Yes. And I guess maybe as a byproduct before maybe pricing consideration stickiness, I would imagine would be a good consequence of that, I would think.

Robert Fauber

Executives
#12

Right. The more embedded we are, the stickier we are, and we're deploying our customer success teams to say, "Hey, great news, you've got access to the content here at the institution. Now we're going to deploy our customer success teams to make sure you get as much value as you possibly can out of it".

Curtis Nagle

Analysts
#13

Understood. Okay. Switching gears maybe a little bit. So again, we've talked about AI customer relationships, revenue opportunities, value of the data. How should we think about AI within Moody's internally in terms of asset and labor efficiencies, again, kind of, let's call it, the 1- to 3-year time horizon. Just looking at your K, right, headcount does seem to be going down, at least if I look at AI, I don't know if that's a consequence of just good old-fashioned expense management or whatever but -- yes, just basic question of kind of how to think about internal utilization and asset efficiency.

◆ Aim 1
Please rewrite the transcript from "Yes. And I guess" to "I would think.", putting "side effect" in place of "byproduct".
◆ Aim 2
List the topics that the analyst in the transcript says have already been discussed.

◆ Data entries

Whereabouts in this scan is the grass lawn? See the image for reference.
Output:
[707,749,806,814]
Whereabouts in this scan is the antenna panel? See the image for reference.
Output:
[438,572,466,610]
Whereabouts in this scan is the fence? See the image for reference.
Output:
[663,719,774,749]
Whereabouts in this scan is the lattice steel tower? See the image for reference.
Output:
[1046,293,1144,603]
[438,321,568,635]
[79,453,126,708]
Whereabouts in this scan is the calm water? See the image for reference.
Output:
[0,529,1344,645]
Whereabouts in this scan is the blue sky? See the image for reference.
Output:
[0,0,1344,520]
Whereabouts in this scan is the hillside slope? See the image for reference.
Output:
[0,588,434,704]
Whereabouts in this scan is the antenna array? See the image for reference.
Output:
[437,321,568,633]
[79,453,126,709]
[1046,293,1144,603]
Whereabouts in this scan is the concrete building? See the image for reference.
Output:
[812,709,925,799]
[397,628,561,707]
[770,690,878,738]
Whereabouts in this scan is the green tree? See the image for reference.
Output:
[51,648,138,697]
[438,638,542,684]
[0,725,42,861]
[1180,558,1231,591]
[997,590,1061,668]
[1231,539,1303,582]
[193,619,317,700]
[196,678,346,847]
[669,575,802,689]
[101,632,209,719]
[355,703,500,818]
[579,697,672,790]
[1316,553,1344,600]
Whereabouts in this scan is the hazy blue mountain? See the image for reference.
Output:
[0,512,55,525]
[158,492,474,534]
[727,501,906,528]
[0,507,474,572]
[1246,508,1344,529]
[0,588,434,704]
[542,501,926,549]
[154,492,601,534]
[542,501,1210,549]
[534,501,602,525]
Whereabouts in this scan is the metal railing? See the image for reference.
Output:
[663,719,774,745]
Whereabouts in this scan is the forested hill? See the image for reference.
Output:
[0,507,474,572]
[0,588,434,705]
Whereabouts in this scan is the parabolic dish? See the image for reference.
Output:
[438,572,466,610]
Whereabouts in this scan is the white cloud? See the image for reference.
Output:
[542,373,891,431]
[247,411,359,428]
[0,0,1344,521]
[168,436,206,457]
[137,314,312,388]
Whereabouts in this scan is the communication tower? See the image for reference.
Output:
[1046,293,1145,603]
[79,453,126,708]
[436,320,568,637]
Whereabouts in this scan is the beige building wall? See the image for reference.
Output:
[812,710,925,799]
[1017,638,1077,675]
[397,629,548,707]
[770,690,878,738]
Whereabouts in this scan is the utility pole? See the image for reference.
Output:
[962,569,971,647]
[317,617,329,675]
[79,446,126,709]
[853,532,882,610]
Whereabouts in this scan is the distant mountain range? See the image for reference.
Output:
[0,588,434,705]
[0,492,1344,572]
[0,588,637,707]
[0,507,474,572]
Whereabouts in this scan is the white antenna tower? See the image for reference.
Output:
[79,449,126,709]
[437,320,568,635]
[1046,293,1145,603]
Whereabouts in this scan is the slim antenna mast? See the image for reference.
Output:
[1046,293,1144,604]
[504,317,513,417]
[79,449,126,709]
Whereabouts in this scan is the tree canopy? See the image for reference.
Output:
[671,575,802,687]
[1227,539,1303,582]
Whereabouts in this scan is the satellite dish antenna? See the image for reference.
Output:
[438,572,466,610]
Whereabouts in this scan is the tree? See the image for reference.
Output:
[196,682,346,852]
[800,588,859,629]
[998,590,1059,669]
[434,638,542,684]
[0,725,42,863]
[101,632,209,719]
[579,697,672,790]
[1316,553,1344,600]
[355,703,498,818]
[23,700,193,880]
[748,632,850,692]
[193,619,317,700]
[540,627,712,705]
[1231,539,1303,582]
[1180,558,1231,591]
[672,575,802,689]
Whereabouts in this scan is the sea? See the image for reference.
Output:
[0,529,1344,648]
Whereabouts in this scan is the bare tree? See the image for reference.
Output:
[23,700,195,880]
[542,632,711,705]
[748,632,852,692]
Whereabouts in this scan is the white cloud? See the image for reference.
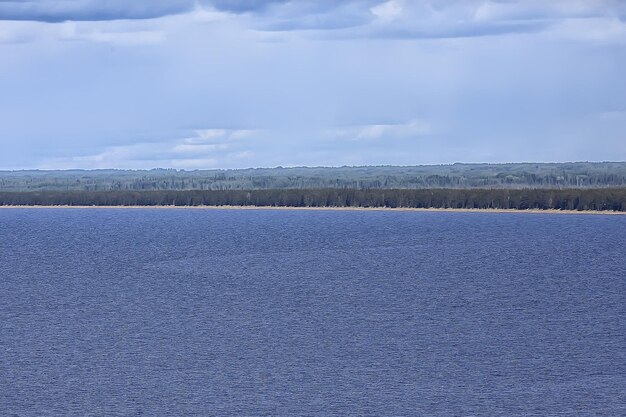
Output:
[39,129,254,169]
[370,0,404,21]
[327,119,434,140]
[548,17,626,44]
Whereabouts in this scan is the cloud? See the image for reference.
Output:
[0,0,195,23]
[39,129,255,169]
[0,0,626,40]
[327,119,434,140]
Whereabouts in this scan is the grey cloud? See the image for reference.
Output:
[0,0,194,23]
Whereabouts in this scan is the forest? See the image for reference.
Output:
[0,187,626,211]
[0,162,626,192]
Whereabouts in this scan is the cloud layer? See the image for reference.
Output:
[0,0,626,169]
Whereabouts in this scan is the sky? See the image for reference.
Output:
[0,0,626,170]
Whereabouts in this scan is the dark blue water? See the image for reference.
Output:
[0,209,626,416]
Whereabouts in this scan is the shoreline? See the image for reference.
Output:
[0,205,626,215]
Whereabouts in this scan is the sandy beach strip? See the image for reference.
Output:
[0,205,626,215]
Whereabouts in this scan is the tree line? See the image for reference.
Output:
[0,162,626,191]
[0,188,626,211]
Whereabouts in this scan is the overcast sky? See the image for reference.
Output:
[0,0,626,169]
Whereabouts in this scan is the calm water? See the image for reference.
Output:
[0,209,626,416]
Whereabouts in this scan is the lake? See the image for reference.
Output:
[0,208,626,416]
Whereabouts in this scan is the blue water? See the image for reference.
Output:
[0,209,626,416]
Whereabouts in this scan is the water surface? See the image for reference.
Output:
[0,209,626,416]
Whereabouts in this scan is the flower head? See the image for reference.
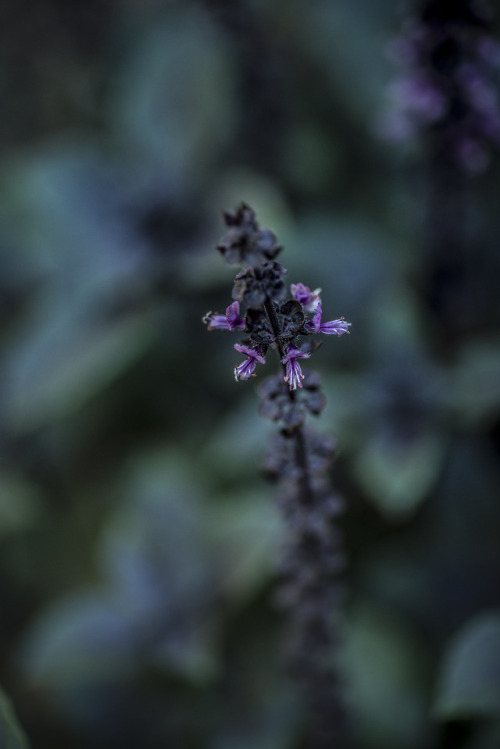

◆ Exercise output 1
Yes. And I guess maybe as a side effect before maybe pricing consideration stickiness, I would imagine would be a good consequence of that, I would think.

◆ Exercise output 2
AI customer relationships
revenue opportunities
value of the data